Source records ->
--- Start ---

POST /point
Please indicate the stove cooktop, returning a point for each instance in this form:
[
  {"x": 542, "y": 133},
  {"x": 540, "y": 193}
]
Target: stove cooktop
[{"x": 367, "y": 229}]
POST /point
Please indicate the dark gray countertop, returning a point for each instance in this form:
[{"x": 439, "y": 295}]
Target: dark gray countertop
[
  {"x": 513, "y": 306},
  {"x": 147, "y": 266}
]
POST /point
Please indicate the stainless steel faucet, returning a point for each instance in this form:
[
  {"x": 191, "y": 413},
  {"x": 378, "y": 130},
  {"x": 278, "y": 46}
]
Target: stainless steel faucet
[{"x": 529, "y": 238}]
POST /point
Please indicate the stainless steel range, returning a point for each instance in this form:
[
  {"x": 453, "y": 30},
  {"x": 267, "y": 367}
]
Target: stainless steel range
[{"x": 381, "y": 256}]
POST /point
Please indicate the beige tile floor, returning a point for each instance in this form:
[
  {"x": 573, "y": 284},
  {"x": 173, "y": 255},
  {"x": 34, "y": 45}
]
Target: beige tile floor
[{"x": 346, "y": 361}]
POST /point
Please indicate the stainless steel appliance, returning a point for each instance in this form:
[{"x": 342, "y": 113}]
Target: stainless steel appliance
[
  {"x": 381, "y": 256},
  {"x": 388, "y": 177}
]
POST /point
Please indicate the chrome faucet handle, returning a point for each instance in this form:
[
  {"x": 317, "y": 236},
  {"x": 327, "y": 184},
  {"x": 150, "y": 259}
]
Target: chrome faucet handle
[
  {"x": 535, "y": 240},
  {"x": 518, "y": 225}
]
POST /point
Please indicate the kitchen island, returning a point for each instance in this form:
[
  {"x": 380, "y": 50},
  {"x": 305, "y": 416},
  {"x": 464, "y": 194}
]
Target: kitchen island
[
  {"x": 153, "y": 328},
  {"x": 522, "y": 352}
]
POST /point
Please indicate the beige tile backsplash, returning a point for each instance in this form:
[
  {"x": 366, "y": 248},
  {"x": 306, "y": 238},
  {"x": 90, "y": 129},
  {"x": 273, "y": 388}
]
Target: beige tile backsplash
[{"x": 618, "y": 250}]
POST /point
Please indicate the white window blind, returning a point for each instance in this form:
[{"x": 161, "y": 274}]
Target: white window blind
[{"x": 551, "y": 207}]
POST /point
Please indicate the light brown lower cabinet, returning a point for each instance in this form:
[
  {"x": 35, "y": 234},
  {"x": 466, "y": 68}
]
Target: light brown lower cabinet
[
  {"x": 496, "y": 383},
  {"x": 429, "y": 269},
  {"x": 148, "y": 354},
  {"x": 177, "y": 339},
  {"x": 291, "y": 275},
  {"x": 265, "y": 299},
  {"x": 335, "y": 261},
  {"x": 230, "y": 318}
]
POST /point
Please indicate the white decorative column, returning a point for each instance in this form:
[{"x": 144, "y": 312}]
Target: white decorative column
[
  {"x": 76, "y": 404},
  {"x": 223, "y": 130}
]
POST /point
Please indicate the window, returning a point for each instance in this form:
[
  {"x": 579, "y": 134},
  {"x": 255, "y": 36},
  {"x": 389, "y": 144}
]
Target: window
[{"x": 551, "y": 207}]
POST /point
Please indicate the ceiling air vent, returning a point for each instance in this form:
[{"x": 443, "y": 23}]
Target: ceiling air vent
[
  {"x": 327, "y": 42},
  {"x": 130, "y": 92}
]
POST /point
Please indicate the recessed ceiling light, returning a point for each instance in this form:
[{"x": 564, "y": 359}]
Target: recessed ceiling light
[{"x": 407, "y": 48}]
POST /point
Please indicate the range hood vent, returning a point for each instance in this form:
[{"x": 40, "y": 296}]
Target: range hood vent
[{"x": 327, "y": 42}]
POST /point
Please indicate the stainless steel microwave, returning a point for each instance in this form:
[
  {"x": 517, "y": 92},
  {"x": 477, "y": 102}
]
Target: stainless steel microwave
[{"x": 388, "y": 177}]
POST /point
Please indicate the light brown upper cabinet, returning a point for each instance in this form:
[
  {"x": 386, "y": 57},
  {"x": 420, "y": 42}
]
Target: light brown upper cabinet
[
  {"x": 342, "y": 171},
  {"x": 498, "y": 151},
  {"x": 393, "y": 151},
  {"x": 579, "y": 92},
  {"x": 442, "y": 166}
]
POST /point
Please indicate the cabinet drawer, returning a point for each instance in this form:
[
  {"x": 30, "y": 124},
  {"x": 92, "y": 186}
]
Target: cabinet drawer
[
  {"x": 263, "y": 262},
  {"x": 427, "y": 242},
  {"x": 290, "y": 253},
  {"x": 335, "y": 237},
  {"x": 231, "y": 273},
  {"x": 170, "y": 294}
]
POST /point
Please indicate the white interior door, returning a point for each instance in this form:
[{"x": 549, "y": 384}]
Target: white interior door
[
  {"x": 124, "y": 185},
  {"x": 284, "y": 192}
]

--- End ---

WHAT YOU NEED TO DO -> The records above should be returned exactly.

CORRECT RESULT ->
POST /point
Please indicate the stove cooktop, returning a point for each instance in this form:
[
  {"x": 542, "y": 133},
  {"x": 540, "y": 193}
]
Target: stove cooktop
[{"x": 367, "y": 229}]
POST /point
Please indicate the dark gray countertop, returning a point for each instance in this form:
[{"x": 439, "y": 295}]
Target: dark gray countertop
[
  {"x": 513, "y": 306},
  {"x": 147, "y": 266}
]
POST /point
Please indicate the stainless steel faucet, returning a point for each instance in this form:
[
  {"x": 191, "y": 413},
  {"x": 378, "y": 130},
  {"x": 278, "y": 46}
]
Target: stainless steel faucet
[{"x": 529, "y": 238}]
POST /point
Please indicate the stainless steel range, returning a point for each instance in this form:
[
  {"x": 453, "y": 30},
  {"x": 267, "y": 367}
]
Target: stainless steel range
[{"x": 381, "y": 256}]
POST /point
Please indicate the beige tile floor, returning a point for each instance in this form:
[
  {"x": 573, "y": 284},
  {"x": 173, "y": 255},
  {"x": 34, "y": 45}
]
Target: beige tile floor
[{"x": 346, "y": 361}]
POST /point
Please indicate the stainless steel appliance, returning a point for each instance in this form:
[{"x": 342, "y": 113}]
Target: stainless steel appliance
[
  {"x": 381, "y": 256},
  {"x": 388, "y": 177}
]
POST /point
Please indicate the chrome faucet handle, returning a point for each instance in this form:
[
  {"x": 317, "y": 236},
  {"x": 327, "y": 184},
  {"x": 150, "y": 259}
]
Target: chrome faucet handle
[
  {"x": 535, "y": 240},
  {"x": 518, "y": 225}
]
POST /point
Please indicate the kitchen island, returning a point for each instance in this form:
[
  {"x": 380, "y": 50},
  {"x": 305, "y": 416},
  {"x": 464, "y": 194}
]
Target: kitchen island
[
  {"x": 153, "y": 328},
  {"x": 522, "y": 352}
]
POST /point
Please indicate the beige tile backsplash, returning a point for each instance in this form:
[
  {"x": 366, "y": 248},
  {"x": 306, "y": 238},
  {"x": 90, "y": 129},
  {"x": 273, "y": 388}
]
Target: beige tile backsplash
[{"x": 618, "y": 250}]
POST /point
Please indicate the white window blind, returning a point for each instance in this form:
[{"x": 161, "y": 274}]
Target: white window blind
[{"x": 551, "y": 207}]
POST /point
Please indicate the light brown lower cabinet, returning a point for each instance in this form:
[
  {"x": 35, "y": 234},
  {"x": 466, "y": 68}
]
Target: light brown lower cabinet
[
  {"x": 496, "y": 383},
  {"x": 429, "y": 269},
  {"x": 148, "y": 354},
  {"x": 177, "y": 339},
  {"x": 291, "y": 275},
  {"x": 265, "y": 299},
  {"x": 335, "y": 261},
  {"x": 230, "y": 318}
]
POST /point
Please indicate the white decorative column, returning a point for each instance in this form:
[{"x": 144, "y": 312}]
Target: white decorative column
[
  {"x": 76, "y": 404},
  {"x": 223, "y": 130}
]
POST /point
Please indicate the window, returning a point for each instance in this form:
[
  {"x": 579, "y": 134},
  {"x": 255, "y": 36},
  {"x": 389, "y": 144}
]
Target: window
[{"x": 551, "y": 207}]
POST /point
Please indicate the ceiling air vent, returning a point for each instance in this form:
[{"x": 443, "y": 23}]
Target: ceiling air vent
[
  {"x": 327, "y": 42},
  {"x": 130, "y": 92}
]
POST /point
Please indicate the recessed ceiling light, returning a point for each instance in this form:
[{"x": 564, "y": 359}]
Target: recessed ceiling light
[{"x": 407, "y": 48}]
POST /point
Please indicate the range hood vent, returning a point for each instance in this form:
[{"x": 40, "y": 296}]
Target: range hood vent
[{"x": 327, "y": 42}]
POST /point
Please indicate the stainless steel microwave, returning a point for each instance in this form:
[
  {"x": 517, "y": 92},
  {"x": 477, "y": 102}
]
Target: stainless steel microwave
[{"x": 388, "y": 177}]
POST /point
Please indicate the light brown upper cabinet, returning a point for each instance in this form:
[
  {"x": 386, "y": 57},
  {"x": 420, "y": 42}
]
Target: light brown upper cabinet
[
  {"x": 342, "y": 171},
  {"x": 498, "y": 151},
  {"x": 393, "y": 151},
  {"x": 579, "y": 92},
  {"x": 442, "y": 166}
]
POST /point
Please indicate the cabinet drawer, returning a point for each instance in this form:
[
  {"x": 30, "y": 124},
  {"x": 92, "y": 186}
]
Target: cabinet drawer
[
  {"x": 263, "y": 262},
  {"x": 427, "y": 242},
  {"x": 290, "y": 253},
  {"x": 335, "y": 237},
  {"x": 231, "y": 273},
  {"x": 170, "y": 294}
]
POST /point
Please indicate the white interior door, returning a point for each instance in this form:
[{"x": 549, "y": 384}]
Target: white interior door
[
  {"x": 124, "y": 185},
  {"x": 284, "y": 192}
]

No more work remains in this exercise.